> **Passage**:
I have an xCore-200 Explorer board and I have a problem with effective parallel execution.
I have essentially 2 thread; One generate data over streaming channel, and another elaborate this data.
The data stream are 32bit wide and I want elaborate separately and simultaneusly the first 16bit and the last 16bit, then build the 32bit data again.
The out port TT are used to verify externally the effective time execution of the elabora() function with an oscilloscope.
Code: Select all
//Produce test thread
void ProduceThread(streaming chanend c_out){
int i, j;
for (i=0; i<10; i++) {
c_out <: (i + (i<<16));
Wait_us(5);
}
}
//Elabora test function
unsigned int elabora(unsigned int DataIn, unsigned int h[]){
unsigned int i, DataOut;
DataOut = 0;
for (i=0; i<10; i++) {
DataOut = DataOut + DataIn*h[i];
}
return DataOut;
}
//Elaborate test thread
void ElaborateThread(streaming chanend c_in, streaming chanend c_out, unsigned int Array[], out port TT){
unsigned int I,Q, InData, OutI, OutQ;
unsigned int i;
unsigned int hQ[100], hI[100];
for (i=0; i<100; i++) {
hI[i] = Array[i];
hQ[i] = Array[i];
}
for (i=0; i<10; i++) {
c_in :> InData;
//split data into I and Q
I =InData >> 16;
Q =InData && 0xFFFF;
TT <: 1;
#if Q_ENABLE
par {
OutI = elabora(I, hI);
OutQ = elabora(Q, hQ);
}
#else
OutI = elabora(Q, hI);
OutQ = 0;
#endif
TT <: 0;
//build 32 bit data
c_out <: ((OutI & 0xFFFF) << 16) + (OutQ & 0xFFFF);
}
}
int main(void) {
streaming chan c, cOut32;
on tile[0]: {
ProduceThread(c);
}
on tile[0]: {
ElaborateThread(c, cOut32, TestArray, TT2);
}
//Other thread with cOut32 channel input
}
If Q_ENABLE=0 the execution time of elabora() function is about 850ns.

> **Required actions**:
1. Retype the xCore-200 post word for word, everything from "I have an xCore-200" down to "32bit data again.".
2. Write the next part of the xCore-200 parallel execution post, continuing after its last sentence.

> **Stored data**:
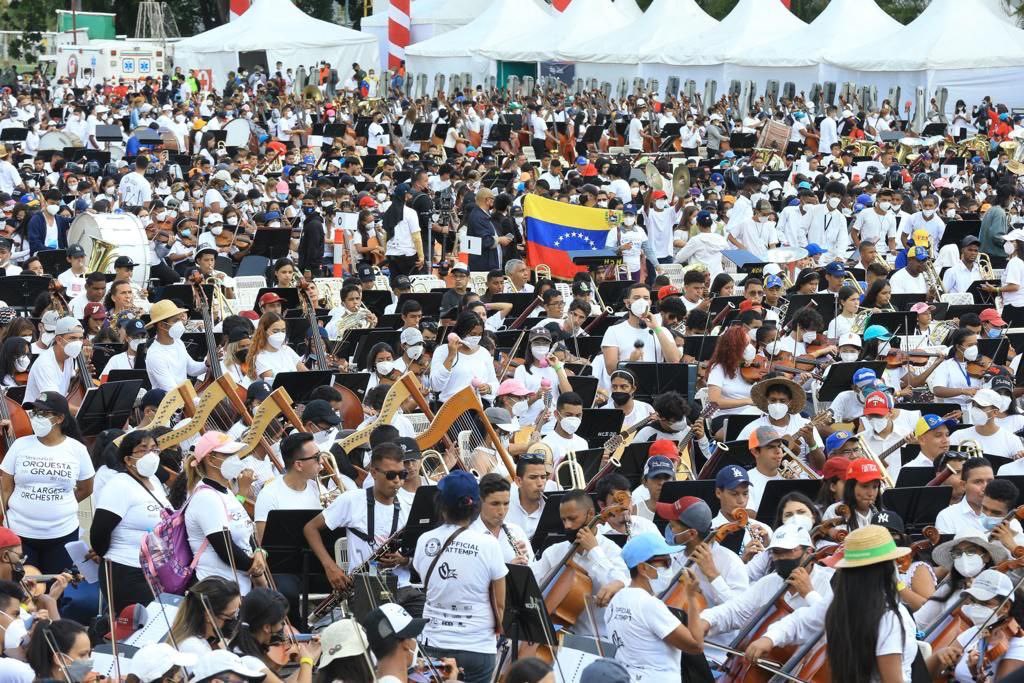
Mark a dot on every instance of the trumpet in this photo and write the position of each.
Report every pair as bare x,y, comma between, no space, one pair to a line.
577,477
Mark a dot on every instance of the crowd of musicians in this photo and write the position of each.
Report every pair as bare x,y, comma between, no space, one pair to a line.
845,446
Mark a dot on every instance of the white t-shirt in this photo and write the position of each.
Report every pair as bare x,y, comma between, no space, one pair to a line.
210,511
637,625
282,360
279,496
459,604
139,512
43,505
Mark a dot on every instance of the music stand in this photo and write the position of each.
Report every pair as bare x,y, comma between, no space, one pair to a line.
107,407
20,292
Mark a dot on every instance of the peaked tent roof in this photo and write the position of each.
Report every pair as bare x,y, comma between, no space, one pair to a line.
505,19
664,23
751,26
807,47
269,25
581,20
942,37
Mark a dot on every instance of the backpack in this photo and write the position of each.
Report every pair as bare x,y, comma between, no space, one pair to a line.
165,555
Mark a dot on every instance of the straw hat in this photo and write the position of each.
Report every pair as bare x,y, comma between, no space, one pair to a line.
163,310
759,393
869,545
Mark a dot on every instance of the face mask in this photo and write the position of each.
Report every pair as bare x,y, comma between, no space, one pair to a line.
784,567
639,307
147,465
41,426
570,424
977,613
72,349
969,564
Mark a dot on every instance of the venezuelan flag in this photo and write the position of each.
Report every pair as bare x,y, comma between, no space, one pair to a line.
555,228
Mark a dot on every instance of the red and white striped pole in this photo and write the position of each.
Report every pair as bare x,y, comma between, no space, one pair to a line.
398,22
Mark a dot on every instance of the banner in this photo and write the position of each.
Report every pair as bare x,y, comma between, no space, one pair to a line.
555,228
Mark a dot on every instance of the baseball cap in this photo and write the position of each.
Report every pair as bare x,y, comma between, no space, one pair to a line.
689,510
643,547
218,441
992,316
863,470
388,622
763,436
788,537
877,402
731,476
657,466
837,439
927,423
320,411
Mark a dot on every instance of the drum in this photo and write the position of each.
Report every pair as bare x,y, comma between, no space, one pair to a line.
107,236
57,140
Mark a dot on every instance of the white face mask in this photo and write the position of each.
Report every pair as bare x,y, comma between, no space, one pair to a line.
639,307
969,564
569,424
147,465
41,426
72,349
276,340
750,353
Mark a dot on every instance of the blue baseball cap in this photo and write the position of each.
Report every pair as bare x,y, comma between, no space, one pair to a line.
835,269
731,476
877,332
645,546
459,486
835,441
864,376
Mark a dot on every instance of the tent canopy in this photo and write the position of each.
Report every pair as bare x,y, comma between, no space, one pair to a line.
505,19
665,22
944,36
807,46
751,26
581,20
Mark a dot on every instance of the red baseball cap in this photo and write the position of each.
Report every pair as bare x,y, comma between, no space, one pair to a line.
863,470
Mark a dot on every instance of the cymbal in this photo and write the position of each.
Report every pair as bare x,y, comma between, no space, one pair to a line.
786,254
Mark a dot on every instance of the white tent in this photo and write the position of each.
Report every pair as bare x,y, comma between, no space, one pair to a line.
973,53
802,53
427,19
664,23
454,51
751,27
284,33
581,20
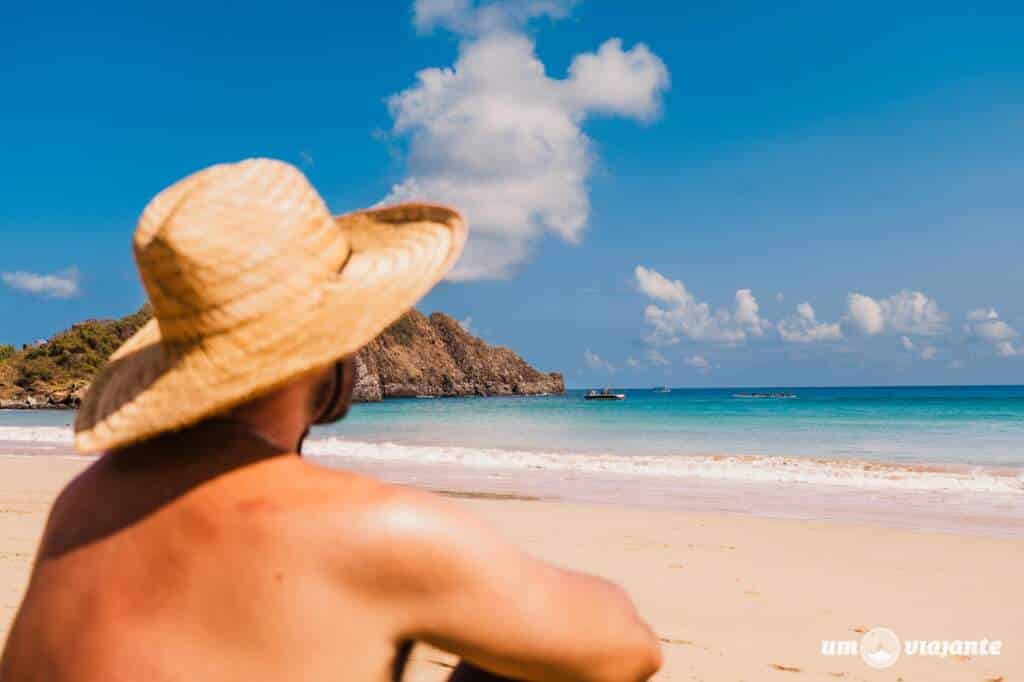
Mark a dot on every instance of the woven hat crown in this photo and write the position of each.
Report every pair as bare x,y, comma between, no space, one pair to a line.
233,243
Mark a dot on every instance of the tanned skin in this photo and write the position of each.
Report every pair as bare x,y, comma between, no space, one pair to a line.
209,554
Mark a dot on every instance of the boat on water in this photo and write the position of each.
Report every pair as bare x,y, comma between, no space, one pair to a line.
605,394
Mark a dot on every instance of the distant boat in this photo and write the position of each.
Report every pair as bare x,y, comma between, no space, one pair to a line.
605,394
776,396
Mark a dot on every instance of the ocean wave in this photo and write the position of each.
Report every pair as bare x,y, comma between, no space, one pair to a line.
54,434
753,469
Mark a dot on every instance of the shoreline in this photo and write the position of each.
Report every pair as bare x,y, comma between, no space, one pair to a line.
876,494
730,595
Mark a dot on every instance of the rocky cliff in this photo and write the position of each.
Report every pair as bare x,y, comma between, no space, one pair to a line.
417,355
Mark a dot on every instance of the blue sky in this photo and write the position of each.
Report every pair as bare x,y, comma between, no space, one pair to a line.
854,171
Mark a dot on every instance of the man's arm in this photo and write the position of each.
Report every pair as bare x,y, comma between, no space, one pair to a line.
457,585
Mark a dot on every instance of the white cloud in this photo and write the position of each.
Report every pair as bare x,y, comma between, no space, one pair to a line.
905,312
686,316
748,312
982,313
657,358
803,327
59,285
595,361
499,138
1007,349
698,363
985,325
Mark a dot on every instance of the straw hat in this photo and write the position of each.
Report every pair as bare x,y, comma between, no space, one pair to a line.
253,284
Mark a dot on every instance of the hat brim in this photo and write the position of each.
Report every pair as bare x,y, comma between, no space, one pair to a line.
148,387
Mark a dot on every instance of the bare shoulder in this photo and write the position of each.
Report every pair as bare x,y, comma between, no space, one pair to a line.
399,539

> **Answers to the problems**:
1.
I have an xCore-200 Explorer board and I have a problem with effective parallel execution.
I have essentially 2 thread; One generate data over streaming channel, and another elaborate this data.
The data stream are 32bit wide and I want elaborate separately and simultaneusly the first 16bit and the last 16bit, then build the 32bit data again.

2.
If Q_ENABLE=1 the execution time of elabora() function is about 1500ns.
If Q_ENABLE=1 sems that the code inside par{} statement are executed sequentially!
If I remove the par{} statement as below, I obtain the same result.
Code: Select all
...
//par {
OutI = elabora(I, hI);
OutQ = elabora(Q, hQ);
//}
...
Also, when I compile the code with Q_ENABLE=0 the resource occupation are 2 thread, with Q_ENABLE=1 the resource occupation are 3 thread.
The code is executed into splitted thread by sequentially.
Any suggestion? I want to execute the tread in parallel.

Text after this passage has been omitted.